指示 1: 抜粋によると、黒鉛粒子のアスペクト比はどの範囲内にありますか。

━━━━━━━━━━━━━━━━

説明

非水電解質二次電池用負極および非水電解質二次電池

【課題】電解液の含浸性を良くした非水電解質二次電池用負極および、その負極を備える非水電解質二次電池を提供すること。
【解決手段】黒鉛粒子25及び結着材が溶媒に分散されたペーストが負極集電体21に塗布され、黒鉛粒子25の層面が負極集電体21の面に対して立つような状態になっているものであって、その黒鉛粒子25は、ラマン値を0.5以上とするエッジ面比率の大きいものであり、ラマン値が更に0.5〜0.95の範囲内にあり、且つアスペクト比が1.5〜5.0の範囲内にある非水電解質二次電池用負極。

【発明の詳細な説明】
【技術分野】
【0001】
本発明は、負極に対するリチウムイオンの挿入および脱離を良好にするとともに、電解液の含浸性の向上を図った非水電解質二次電池用負極および当該負極を備える非水電解質二次電池に関する。
【背景技術】
【0002】
例えば非水電解質二次電池であるリチウム二次電池は、負極を構成する負極活物質に難黒鉛化性炭素あるいは黒鉛などの炭素質材料が用いられる。黒鉛は、炭素原子が網目構造を形成し、平面状に広がる層面が多数積層して厚みを増すことで塊状になっている。そうした鱗片状の黒鉛粒子は、黒鉛層状構造の層面と垂直にある結晶端面がエッジ面とわれている。そのエッジ面は反応性が高く、いわゆるリチウム二次電池では充放電時にこのエッジ面からリチウムイオンの挿入と脱離が行われる。

━━━━━━━━━━━━━━━━

指示 2: 記録の中で「hull」という文字列を含む行を、すべて書き出してください。

使うデータ:

━━━━━━━━━━━━━━━━

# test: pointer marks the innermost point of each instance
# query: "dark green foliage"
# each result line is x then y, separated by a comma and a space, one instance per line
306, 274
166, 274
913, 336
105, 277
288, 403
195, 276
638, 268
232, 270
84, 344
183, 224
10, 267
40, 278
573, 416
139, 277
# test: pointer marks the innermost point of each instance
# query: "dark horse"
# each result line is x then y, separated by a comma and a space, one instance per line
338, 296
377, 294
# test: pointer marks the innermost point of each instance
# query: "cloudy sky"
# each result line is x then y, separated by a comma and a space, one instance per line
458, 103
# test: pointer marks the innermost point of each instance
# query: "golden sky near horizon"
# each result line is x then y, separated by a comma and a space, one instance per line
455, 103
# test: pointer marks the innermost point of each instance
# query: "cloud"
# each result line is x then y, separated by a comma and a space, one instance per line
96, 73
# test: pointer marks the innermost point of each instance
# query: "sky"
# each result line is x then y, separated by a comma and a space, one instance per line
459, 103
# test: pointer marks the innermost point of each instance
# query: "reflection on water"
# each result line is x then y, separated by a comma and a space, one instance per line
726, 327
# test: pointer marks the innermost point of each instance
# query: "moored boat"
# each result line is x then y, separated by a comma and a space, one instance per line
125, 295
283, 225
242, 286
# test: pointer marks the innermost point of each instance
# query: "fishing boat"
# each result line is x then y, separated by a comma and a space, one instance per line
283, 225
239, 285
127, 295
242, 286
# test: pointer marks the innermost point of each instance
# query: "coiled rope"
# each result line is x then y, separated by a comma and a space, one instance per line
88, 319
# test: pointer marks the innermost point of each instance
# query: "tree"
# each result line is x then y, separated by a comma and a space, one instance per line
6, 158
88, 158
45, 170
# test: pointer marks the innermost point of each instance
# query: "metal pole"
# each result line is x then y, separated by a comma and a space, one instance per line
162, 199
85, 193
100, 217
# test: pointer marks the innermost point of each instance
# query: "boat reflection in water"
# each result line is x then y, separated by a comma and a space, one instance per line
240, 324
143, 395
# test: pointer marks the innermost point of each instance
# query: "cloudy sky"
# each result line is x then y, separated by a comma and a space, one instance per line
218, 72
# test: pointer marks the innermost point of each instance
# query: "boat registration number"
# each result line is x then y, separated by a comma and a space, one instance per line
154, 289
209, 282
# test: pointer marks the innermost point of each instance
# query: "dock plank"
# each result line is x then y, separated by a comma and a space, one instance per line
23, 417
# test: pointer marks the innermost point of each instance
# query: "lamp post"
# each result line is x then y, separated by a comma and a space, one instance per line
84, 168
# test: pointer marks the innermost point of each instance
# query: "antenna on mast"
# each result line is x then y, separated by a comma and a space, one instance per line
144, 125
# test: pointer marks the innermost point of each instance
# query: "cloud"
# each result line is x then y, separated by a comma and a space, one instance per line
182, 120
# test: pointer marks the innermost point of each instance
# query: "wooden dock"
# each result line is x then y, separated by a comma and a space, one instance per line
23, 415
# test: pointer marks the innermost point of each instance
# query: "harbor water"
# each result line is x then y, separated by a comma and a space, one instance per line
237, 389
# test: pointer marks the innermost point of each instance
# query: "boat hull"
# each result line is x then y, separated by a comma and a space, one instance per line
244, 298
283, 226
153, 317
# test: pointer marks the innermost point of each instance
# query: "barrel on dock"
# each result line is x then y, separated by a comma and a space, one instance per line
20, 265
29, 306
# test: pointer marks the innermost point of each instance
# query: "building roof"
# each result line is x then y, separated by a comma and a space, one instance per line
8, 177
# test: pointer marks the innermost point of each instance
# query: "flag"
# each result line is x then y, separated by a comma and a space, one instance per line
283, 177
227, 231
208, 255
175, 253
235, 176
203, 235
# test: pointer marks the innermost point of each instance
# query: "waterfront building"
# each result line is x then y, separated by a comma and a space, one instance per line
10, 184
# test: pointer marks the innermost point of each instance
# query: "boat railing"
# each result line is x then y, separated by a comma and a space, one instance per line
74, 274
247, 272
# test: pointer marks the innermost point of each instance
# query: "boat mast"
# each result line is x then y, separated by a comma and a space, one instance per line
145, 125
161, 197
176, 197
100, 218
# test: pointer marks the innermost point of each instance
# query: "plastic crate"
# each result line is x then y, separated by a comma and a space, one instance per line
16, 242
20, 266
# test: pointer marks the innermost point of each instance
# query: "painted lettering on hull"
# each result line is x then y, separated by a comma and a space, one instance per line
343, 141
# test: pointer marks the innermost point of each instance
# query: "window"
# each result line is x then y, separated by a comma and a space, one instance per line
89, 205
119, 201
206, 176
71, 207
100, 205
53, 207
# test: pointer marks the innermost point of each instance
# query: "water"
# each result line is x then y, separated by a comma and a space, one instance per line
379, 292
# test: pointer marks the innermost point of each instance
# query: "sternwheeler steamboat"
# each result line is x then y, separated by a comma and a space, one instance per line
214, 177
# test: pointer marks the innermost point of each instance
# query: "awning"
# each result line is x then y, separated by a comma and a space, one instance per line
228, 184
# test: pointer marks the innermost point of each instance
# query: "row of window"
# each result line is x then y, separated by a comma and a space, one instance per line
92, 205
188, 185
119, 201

━━━━━━━━━━━━━━━━

解答 1: 1.5〜5.0の範囲内です。

解答 2:
# query: "boat hull"
# query: "painted lettering on hull"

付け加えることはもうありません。